Drumstruck is a rare opportunity for the whole family, from the very youngest to the oldest, to get stuck in and have some active fun together. This South African group of musicians, singers and dancers, billed as the first ever interactive drum-theatre experience, have toured as far afield as Japan, New York and Australia but this year marks their debut at the Edinburgh Fringe. With bongo drums on every seat, most of us couldn’t resist giving them a try, knocking out a few beats as we waited for the show to begin.
Already there was something of a party feel in the air, but this show did not rely on the drums alone to create an atmosphere, there was singing and dancing, a surprise or two and a storyline to hold it all together. The Drum Maker and storyteller, played by Freedom Bongumusa Mswane, began his tale with the drum, which was itself the beginning of communication. The drum also seemed to symbolise the concept of ‘Ubuntu’, which lay at the centre of the story. Broadly meaning respect for yourself, others and most importantly your community, everything suffers if the spirit of Ubuntu is lost.

◆ **Extracted information**:
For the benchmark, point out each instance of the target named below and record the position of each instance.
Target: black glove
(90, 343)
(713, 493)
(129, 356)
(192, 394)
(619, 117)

◆ **How to complete this task**:
Could you write out the full review of Drumstruck from the top of the page, word for word?

◆ **Answer for this exercise**:
Drumstruck is a rare opportunity for the whole family, from the very youngest to the oldest, to get stuck in and have some active fun together. This South African group of musicians, singers and dancers, billed as the first ever interactive drum-theatre experience, have toured as far afield as Japan, New York and Australia but this year marks their debut at the Edinburgh Fringe. With bongo drums on every seat, most of us couldn’t resist giving them a try, knocking out a few beats as we waited for the show to begin.
Already there was something of a party feel in the air, but this show did not rely on the drums alone to create an atmosphere, there was singing and dancing, a surprise or two and a storyline to hold it all together. The Drum Maker and storyteller, played by Freedom Bongumusa Mswane, began his tale with the drum, which was itself the beginning of communication. The drum also seemed to symbolise the concept of ‘Ubuntu’, which lay at the centre of the story. Broadly meaning respect for yourself, others and most importantly your community, everything suffers if the spirit of Ubuntu is lost.